Extrait:

********

Après une pause repos à l'hôtel (et une douche bienvenue), nous voilà repartis pour errer dans les rues de Funchal, en attendant d'assister au festival Atlantico. Ah tiens, j'entends de la musique ! Dans la petite rue là, un groupe joue, et il y a une chanteuse avec une belle robe... c'est du fado ! Ah tiens j'entends quelque chose de plus rock là-bas, on va voir ? Oh, c'est une beer-fest ! il y a plein de petits chalets pour déguster des bières différentes; pas de bol, on n'aime pas ça, mais en attendant, j'aime bien le groupe qui chante là. Plus loin, nous passons devant le Ritz. C'est chic, prout prout, hum non, on ne va pas manger là... Oh regarde, une pâtisserie ouverte ! Tu crois qu'on pourrait acheter des pastéis de nata ?!
Nous en faisons, des kilomètres ! Je commence à avoir faim; j'aimerais bien manger un petit truc sur le pouce et flâner dans les rues. On se met en chasse d'un petit bouiboui où on pourrait acheter des bolo de caco à emporter, j'en ai vu plein ce matin. Ah oui, mais là, tout est fermé, depuis midi...
Quelques kilomètres plus loin, j'ai vraiment faim. L'heure devient grave. Nous nous arrêtons pour dîner dans un petit restaurant pas loin de la mer, dans une de ces rues pavées; on entend de la musique par-ci par-là. J'aime bien. Miracle ! Il y a des bolo de caco ! Allez hop, un chacun, du melon en plus pour Guillaume et des moules grillées pour moi. Zou !

********

Données sources:

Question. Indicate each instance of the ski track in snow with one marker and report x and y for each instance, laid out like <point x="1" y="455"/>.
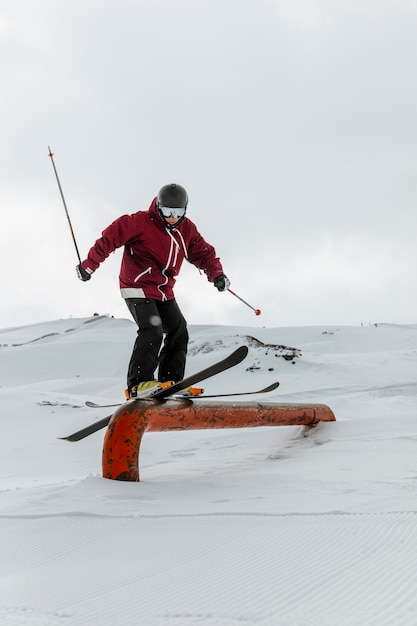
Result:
<point x="208" y="568"/>
<point x="266" y="526"/>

********

Consigne 1: Résumez plus brièvement le paragraphe de l'extrait qui commence par « Nous en faisons, des kilomètres ! » en gardant ses faits principaux.
Consigne 2: Prolongez le récit de la soirée à Funchal à partir de sa dernière phrase.

Réponse 1: Après de nombreux kilomètres, la faim se fait sentir, avec l'envie de manger sur le pouce en flânant. Nous cherchons une petite gargote qui vendrait des bolo de caco à emporter, aperçus en nombre le matin, mais tout est fermé depuis midi.

Réponse 2:
Après un énième aller-retour à l'hôtel (j'ai froid, j'ai besoin de ma polaire...), nous voici positionnés sur un petit banc face au port, prêts pour le pestacle d'artifice ! je sautille comme une enfant, et je suis ravie de voir qu'il y a un autre pestacle, de danse cette fois ! plein de jolies danseuses en blanc, qui font des pirouettes, des roulades, des porters, des pas de danse gracieux, avec des ombrelles, des rubans... C'est très joli, surtout avec la nuit qui tombe. La musique devient électronique, et ohhhh ! un pole danceur ! Regarde Guillaume, il est là-bas, il danse avec un drap suspendu, c'est magique, on dirait un oiseau...
C'est l'heure du feu d'artifice ! Apparemment, c'est un concours, tous les samedis; ce soir, l'honneur est au Mexique. Le feu d'artifice tiré est aux couleurs du pays : plein de jaunes, de verts, de roses fuschia, c'est vraiment très beau. Guillaume évidemment, trouve que "c'est mieux celui de Saint Cloud". Je le traite de parisien. Moi, j'adore, en plus il y a eu de beaux effets visuels, que je n'avais jamais vus. La musique était très latino, c'était spécial comme association, mais bien fait. Ça change !
Et voilà, c'est la fin du voyage... Demain, on reprend l'avion à 11h. Au décollage, je ne peux pas m'empêcher d'être très mélancolique; les voyages, j'adore, mais je sais qu'au retour, c'est toujours difficile. Je me demande toujours, quand je suis à l'étranger, comment je vivrais dans ce pays. Là, avec ces températures clémentes, ce nombre d'humains moins important, cette nature diversifiée, ces fleurs partout... je me dis que j'y serais bien. ll y a une université à Funchal, donc sûrement une BU, non... ?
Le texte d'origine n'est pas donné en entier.